[Collection entries]
^^^^^^^^^^^^^^^^
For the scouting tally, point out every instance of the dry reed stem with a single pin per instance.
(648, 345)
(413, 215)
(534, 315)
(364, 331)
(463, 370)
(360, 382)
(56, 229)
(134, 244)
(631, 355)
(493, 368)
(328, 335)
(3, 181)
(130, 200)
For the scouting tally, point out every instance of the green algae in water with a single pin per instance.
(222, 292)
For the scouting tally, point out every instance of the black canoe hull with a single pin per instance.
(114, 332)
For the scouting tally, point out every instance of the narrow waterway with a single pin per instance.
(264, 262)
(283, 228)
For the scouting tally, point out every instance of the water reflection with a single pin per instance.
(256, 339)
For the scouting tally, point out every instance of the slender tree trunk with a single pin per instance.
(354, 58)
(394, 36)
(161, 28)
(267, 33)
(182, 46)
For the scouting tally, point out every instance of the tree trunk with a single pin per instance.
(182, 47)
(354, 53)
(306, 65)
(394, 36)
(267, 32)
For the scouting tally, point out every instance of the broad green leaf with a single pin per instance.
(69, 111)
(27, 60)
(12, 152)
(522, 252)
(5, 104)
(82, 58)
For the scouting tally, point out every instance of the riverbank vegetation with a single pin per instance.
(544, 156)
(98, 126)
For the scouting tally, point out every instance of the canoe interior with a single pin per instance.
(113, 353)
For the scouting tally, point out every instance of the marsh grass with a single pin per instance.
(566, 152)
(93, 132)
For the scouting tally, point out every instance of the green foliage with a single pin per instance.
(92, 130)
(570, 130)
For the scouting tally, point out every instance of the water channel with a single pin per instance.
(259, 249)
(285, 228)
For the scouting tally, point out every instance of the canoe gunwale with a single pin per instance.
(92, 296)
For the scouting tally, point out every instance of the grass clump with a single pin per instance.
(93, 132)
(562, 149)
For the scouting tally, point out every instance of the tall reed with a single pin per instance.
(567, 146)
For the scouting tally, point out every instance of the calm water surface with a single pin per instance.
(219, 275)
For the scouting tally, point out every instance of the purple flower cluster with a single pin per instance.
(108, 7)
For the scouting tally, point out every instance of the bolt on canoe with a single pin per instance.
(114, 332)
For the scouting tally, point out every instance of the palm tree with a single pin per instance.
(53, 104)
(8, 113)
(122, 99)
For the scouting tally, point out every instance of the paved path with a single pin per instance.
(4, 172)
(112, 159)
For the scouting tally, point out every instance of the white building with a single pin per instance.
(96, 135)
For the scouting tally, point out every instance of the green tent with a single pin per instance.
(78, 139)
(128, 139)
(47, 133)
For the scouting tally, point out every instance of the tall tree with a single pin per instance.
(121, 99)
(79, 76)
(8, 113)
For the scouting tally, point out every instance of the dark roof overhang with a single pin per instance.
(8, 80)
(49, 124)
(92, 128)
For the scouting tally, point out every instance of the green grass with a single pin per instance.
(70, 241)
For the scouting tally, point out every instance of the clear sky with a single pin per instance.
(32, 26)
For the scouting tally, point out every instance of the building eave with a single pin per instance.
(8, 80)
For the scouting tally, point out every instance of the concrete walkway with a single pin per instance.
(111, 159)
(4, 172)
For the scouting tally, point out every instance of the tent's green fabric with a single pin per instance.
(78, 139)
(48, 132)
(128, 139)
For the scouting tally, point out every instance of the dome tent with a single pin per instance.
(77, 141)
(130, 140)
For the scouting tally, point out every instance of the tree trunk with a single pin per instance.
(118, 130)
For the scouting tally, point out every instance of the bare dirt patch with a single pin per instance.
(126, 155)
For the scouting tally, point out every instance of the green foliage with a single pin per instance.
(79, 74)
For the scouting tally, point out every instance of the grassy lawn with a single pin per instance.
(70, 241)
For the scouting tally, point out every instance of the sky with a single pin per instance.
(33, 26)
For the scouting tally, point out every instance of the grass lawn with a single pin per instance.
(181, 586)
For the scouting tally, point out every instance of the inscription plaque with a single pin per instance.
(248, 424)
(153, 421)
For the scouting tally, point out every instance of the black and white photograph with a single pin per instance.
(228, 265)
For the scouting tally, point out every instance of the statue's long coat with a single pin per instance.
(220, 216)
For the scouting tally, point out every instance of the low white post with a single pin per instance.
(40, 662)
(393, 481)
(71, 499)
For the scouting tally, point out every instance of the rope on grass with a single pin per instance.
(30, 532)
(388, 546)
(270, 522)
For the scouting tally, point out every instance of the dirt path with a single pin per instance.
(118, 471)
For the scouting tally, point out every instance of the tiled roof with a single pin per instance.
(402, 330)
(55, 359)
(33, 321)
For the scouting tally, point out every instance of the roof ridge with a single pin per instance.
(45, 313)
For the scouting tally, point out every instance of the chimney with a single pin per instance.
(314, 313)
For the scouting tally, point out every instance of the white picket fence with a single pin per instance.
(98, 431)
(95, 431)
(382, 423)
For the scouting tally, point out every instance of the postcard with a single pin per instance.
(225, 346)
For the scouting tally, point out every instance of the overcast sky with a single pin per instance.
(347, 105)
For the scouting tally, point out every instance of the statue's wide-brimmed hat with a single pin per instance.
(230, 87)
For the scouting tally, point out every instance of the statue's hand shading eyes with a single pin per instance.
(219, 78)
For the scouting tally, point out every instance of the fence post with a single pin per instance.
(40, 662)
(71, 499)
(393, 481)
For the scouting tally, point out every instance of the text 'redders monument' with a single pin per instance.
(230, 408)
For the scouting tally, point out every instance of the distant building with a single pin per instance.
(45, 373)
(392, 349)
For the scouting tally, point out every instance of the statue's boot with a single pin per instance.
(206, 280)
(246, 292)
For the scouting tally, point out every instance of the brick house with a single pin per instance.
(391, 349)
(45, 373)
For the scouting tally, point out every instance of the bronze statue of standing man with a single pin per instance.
^^^^^^^^^^^^^^^^
EXERCISE OBJECTIVE ::
Could you write out the collection entries again, starting at the line that contains "boot with a single pin per instance." and going through the last line? Multiply every coordinate in the answers by 0.6, round to whole numbers with halves going up, and keep all other lines unchanged.

TASK RESULT ::
For the scouting tally, point out every instance of the statue's boot with a single pin per instance.
(124, 168)
(148, 175)
For the scouting tally, point out every instance of the brick house with a single pin per instance.
(235, 209)
(27, 224)
For the scouting tally, point out every instance of the bronze statue of standing man with a single pin per instance.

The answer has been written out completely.